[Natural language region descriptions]
________

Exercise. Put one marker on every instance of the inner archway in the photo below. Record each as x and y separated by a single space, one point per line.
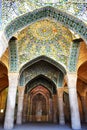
39 101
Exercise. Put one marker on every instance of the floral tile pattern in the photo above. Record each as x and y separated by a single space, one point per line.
14 8
45 37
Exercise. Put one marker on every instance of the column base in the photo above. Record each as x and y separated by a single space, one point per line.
8 126
62 122
76 127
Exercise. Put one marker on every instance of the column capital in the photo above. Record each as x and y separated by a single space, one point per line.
21 90
71 80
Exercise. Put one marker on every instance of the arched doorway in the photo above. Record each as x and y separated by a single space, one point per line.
3 90
40 101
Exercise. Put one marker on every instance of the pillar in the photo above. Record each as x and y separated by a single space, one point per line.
10 109
25 108
50 109
20 104
75 117
60 106
54 109
84 106
3 43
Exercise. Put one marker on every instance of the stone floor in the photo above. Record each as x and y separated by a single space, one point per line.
43 126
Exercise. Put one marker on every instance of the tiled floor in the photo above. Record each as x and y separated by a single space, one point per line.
43 126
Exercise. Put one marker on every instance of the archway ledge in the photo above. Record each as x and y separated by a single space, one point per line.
58 65
66 19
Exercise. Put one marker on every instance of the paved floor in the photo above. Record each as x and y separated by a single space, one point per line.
43 126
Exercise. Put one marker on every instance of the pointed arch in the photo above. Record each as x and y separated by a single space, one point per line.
66 19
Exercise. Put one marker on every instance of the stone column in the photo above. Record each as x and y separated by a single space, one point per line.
60 106
54 109
25 108
20 104
50 109
75 117
3 43
84 106
10 109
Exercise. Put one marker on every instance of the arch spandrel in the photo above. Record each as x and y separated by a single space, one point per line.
66 19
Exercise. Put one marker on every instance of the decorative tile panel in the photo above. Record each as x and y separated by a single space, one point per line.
47 38
14 8
40 68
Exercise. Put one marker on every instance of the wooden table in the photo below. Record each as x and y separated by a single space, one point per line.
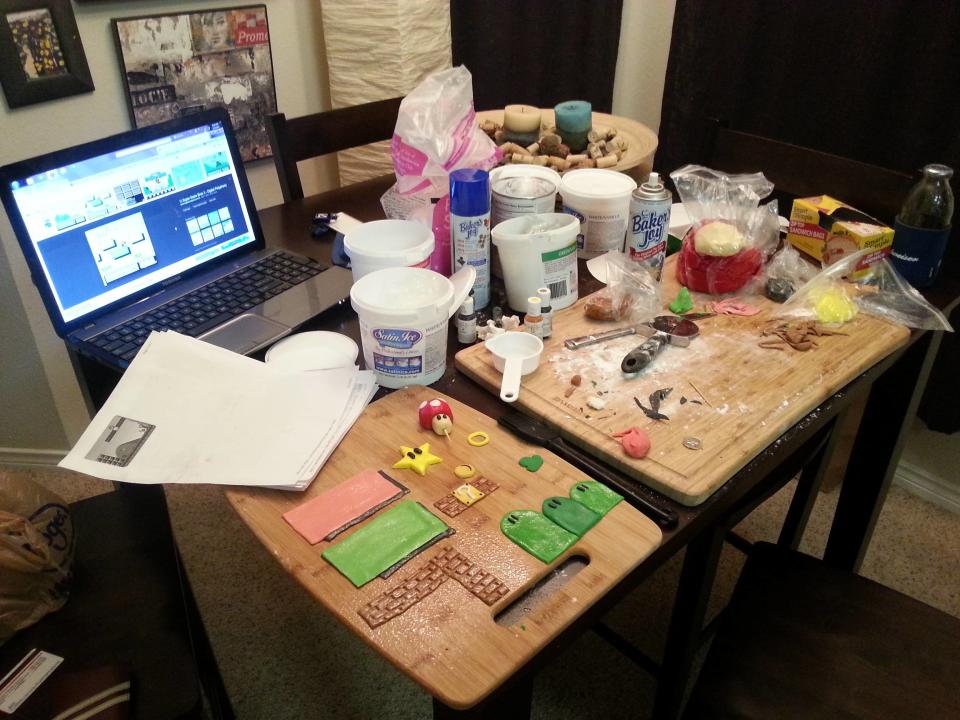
892 388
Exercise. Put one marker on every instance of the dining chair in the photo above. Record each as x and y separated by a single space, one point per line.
322 133
801 639
130 614
803 172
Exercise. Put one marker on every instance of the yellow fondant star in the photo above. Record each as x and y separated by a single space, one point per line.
417 459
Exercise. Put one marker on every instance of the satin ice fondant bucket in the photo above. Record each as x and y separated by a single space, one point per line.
403 321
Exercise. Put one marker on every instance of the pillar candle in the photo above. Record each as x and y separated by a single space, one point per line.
521 118
574 120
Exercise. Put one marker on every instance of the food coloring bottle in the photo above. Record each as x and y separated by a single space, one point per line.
533 322
467 323
546 311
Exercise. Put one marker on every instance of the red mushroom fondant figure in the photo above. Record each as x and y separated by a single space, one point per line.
436 415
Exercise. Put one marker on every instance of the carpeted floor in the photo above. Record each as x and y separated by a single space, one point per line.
282 656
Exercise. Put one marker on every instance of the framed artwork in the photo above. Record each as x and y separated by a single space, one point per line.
41 56
185 62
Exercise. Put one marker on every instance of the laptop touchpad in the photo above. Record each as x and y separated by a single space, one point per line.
246 333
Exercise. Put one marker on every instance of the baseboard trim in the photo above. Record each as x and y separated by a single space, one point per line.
928 486
29 456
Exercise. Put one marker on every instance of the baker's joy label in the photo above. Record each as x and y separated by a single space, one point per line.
399 339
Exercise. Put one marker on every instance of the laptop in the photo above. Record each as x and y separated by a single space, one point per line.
155 229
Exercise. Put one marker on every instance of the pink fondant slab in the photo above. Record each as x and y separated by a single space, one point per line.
324 516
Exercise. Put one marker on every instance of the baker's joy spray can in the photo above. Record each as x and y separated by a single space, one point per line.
649 224
470 227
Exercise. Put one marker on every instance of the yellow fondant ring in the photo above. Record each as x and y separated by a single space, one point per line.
478 439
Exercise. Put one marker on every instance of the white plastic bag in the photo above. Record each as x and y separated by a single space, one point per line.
436 133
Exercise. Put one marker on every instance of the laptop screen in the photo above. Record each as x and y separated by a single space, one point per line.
107 226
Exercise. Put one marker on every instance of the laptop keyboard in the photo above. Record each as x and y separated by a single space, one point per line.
211 305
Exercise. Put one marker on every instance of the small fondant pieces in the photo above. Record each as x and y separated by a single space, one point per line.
682 303
429 409
410 556
635 442
417 459
570 515
352 501
595 496
448 564
467 494
404 596
733 306
450 506
464 472
540 537
384 542
531 463
478 439
475 579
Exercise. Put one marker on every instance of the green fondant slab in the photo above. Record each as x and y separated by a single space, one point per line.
570 515
595 496
536 534
384 542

________

#### WHAT YOU ARE ASKED TO DO:
Please repeat all of the entries above word for word, but drop any pictures.

#### SOLUTION TO THIS TASK:
Exercise. Put one marker on every instance of the inner archway in the photo below. Record each as x and y separated by a single space, one point per line.
39 101
Exercise. Put one marker on every instance of the floral tile pattern in the photo above. Record each as x and y separated by a single space, one point per line.
14 8
45 37
Exercise. Put one marker on every instance of the column base in the photo above. Record each as x and y separated by a single space, one point per line.
8 126
62 122
76 127
Exercise. Put one marker on every instance of the column capital in the photo above. Record each as x and y separated by a single space, one point per line.
21 90
71 80
Exercise. Put one marker on every instance of the arched doorway in the photo above. Record each as x and y separated by a single space, one point per line.
3 90
40 101
Exercise. Put one marker on every instance of the pillar in the photo above. Record each as x and y separated by a single space, one point per line.
10 109
25 108
50 109
20 104
75 117
60 106
54 109
84 106
3 43
Exercise. Put one marker on every instance of the stone floor in the photo above. Record each as x and y separated by a single space, one point per line.
43 126
Exercise. Put one marker on every instance of the tiled floor in the photo above. Record each as x and y separated by a single space, one point per line.
43 126
Exercise. Put one marker on every instance of the archway ledge in the photo above. Record each as x and y separated by a single space, one point per line.
58 65
66 19
Exercise. Put one marker on every instance of the paved floor in the photo above. Record each as x and y separated by a single space, one point per line.
43 126
Exercise. Put one marker on every instance of the pointed arch in the photo above. Record each as x and y separated by a single space, one point per line.
66 19
Exercise. Put one marker on every instance of the stone column in the photo above. Record each as x and y separated by a single space, one point per line.
60 106
54 109
25 108
20 104
50 109
75 117
3 43
84 106
10 109
Exercise. Put one marker on every instance of the arch spandrel in the photo above. Record each as x and y separated by a single space, one point per line.
66 19
Exercise. Put one marker on every instance of the decorative tile panel in the photo above. Record each as x and y separated by a single space, one point per line.
47 38
14 8
40 68
Exercise. Put one marker on every instance of the wooden table in the photo below. Record each as x and y separated by a single space, one point per line.
892 388
Exercise. Put one marker on every instance of the dining chair in the photo above. Record each as x and y separated by a single space, one point per line.
322 133
801 639
130 614
803 172
Exercise. Put one marker on every instance of the yellow fondant star in the photo above. Record each as x and y separated by a single space, one point per line.
417 459
Exercise. Put one marker on every instance of the satin ice fondant bucket in the photo above. Record each as x and y separated by a single space, one point per line.
403 321
Exercise. Put one marker on every instance of the pillar candle in the photo above. Record each as x and y separated by a single space, one point per line.
521 118
574 120
Exercise. Put one marker on every instance of the food coloring bottle in the photo above. Record each as x and y separated by a single space, one point per line.
533 322
467 323
546 311
Exercise. Put one marker on every instance of the red mushroom fondant figure in the photo above. Record each as x and y separated by a single space, one point per line.
436 415
Exercise. Put one marker on every instance of the carpeted floor in the photo above. Record each as x and y separated by a single space, one point per line.
282 656
Exercise. Put one marker on every instance of the framed artwork in the photo above. Record each as x and y separated by a single space, one point per line.
41 56
185 62
Exercise. Put one marker on every instance of the laptop touchpad in the photo above. Record each as x and y separated by a single space, one point per line.
246 333
Exercise. Put one marker on every instance of the baseboard trim in the photo above. Record each as x and y separated by a single space, one point per line.
928 486
29 456
Exercise. Put one marker on every instance of the baker's joy label in the photo above. Record each as x and y separated by a single space, one point per line.
399 339
Exercise. Put one marker on every instance of the laptop in the photo above. Record each as x and y separated by a single space, one point per line.
155 229
Exercise. Put one marker on every instance of the pink fondant slab in the photo above. Record each as x and y separated by a single space, one point per line.
324 516
Exercise. Put one marker on every instance of the baker's joy spray can in the photo above. Record each as x and y separated by a single space, one point per line.
649 224
470 227
Exercise. Put one marker on every instance of the yellow fondant ring in the photo above. Record each as x and y separated by a single space, one point per line.
478 439
Exercise. Put one marker on every instance of the white plastic bag in the photo above. Record each as x and y separated by a single space, one point per line.
436 133
Exercise. Put one marker on every instance of the laptop screen in the photo above. Record each as x and y separated by a single space, one point per line.
107 226
Exercise. Put one marker on every instance of the laptop keyboard in the photo above. Record each as x and y separated by a single space, one point per line.
211 305
Exercise. Put one marker on every instance of the small fondant pieces in the photo above. Record each as x and y separated by a single space, one point per line.
682 303
429 409
410 556
635 442
417 459
570 515
352 501
595 496
448 564
467 494
404 596
733 306
450 506
464 472
540 537
384 542
531 463
478 439
475 579
Exercise. Put one marker on every instance of the green fondant slab in the photo above. Record each as x and y separated by a single space, one point per line.
570 515
595 496
536 534
384 542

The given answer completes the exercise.